Saved entries
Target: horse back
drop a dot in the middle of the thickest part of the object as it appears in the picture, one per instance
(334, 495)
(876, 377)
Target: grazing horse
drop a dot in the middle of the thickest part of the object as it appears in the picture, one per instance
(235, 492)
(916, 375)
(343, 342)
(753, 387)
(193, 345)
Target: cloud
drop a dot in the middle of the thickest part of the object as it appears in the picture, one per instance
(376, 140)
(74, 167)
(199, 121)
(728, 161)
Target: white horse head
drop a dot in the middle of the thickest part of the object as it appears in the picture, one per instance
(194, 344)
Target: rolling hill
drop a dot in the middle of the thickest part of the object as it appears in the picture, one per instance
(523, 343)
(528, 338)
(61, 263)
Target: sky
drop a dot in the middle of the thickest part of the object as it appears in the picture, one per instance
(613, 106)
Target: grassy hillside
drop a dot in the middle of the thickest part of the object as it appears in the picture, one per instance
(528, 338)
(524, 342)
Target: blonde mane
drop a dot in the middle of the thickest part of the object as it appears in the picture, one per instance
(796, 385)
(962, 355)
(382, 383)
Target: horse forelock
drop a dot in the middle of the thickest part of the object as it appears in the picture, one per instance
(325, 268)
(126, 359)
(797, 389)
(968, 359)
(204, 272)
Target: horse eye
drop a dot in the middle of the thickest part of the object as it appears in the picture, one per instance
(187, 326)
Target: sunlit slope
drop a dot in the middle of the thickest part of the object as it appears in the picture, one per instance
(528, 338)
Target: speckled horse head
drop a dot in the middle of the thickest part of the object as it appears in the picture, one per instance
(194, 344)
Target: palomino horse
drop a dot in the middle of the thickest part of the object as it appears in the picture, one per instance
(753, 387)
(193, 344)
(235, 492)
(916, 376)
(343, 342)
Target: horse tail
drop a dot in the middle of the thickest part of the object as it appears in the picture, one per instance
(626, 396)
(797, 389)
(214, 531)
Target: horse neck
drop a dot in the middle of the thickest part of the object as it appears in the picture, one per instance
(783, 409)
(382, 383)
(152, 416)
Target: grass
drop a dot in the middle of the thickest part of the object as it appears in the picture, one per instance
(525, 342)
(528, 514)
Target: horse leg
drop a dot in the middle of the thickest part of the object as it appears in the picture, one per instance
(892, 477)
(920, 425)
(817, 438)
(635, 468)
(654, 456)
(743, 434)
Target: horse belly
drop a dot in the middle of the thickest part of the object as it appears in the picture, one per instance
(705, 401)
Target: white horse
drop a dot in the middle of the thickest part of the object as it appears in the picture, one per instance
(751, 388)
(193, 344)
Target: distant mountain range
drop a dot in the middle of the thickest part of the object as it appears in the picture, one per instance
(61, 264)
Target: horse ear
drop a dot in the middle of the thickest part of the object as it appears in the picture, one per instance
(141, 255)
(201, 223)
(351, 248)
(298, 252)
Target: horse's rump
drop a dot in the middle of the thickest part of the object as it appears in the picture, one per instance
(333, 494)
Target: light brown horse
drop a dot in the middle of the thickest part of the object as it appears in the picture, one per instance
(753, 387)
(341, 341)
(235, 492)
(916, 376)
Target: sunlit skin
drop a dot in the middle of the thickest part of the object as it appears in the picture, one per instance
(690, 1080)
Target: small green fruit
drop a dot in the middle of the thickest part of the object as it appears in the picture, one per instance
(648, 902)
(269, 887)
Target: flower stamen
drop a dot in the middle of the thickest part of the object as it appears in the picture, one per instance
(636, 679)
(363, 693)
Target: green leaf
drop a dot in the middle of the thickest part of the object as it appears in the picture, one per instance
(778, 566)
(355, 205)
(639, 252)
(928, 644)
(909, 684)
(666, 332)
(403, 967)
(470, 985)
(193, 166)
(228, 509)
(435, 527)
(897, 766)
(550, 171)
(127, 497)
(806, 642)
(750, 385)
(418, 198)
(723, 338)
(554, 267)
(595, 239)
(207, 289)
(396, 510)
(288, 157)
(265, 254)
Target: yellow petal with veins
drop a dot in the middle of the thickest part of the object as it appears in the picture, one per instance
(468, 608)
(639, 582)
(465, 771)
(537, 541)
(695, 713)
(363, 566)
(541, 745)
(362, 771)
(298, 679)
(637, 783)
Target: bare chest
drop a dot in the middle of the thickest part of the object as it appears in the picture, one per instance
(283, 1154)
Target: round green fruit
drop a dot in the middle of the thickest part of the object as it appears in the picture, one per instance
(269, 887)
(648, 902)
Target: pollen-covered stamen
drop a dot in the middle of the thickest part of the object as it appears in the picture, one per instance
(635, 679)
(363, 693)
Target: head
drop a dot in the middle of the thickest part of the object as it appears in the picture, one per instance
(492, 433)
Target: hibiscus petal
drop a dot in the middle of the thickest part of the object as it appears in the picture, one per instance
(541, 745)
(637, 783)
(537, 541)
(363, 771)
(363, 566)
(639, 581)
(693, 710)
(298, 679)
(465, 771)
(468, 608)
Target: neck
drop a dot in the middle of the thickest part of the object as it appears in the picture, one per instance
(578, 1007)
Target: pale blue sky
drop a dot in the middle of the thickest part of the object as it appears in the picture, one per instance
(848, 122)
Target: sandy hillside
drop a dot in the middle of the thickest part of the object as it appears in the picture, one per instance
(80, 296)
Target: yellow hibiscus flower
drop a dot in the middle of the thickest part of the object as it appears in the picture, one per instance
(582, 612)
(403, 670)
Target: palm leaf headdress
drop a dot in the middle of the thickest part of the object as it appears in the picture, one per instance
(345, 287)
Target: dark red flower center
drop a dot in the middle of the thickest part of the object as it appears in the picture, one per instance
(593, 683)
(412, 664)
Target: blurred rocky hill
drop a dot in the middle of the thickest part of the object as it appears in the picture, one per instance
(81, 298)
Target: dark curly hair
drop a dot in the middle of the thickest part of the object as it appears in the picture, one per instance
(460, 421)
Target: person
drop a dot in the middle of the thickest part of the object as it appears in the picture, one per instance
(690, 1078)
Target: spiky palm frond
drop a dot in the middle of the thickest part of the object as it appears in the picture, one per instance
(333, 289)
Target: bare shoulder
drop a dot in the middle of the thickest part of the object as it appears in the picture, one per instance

AIM OF THE TASK
Only the lines above from the one with "Target: pale blue sky" up to and including the one with "Target: yellow hibiscus flower" should be repeated, exactly as written.

ANSWER SPACE
Target: pale blue sky
drop a dot in the middle of the thickest part of the object as it appears in the picture, one per instance
(848, 122)
Target: sandy hillside
drop a dot in the middle of the thickest part of the object as it appears in the picture, one per instance
(80, 296)
Target: yellow hibiscus flower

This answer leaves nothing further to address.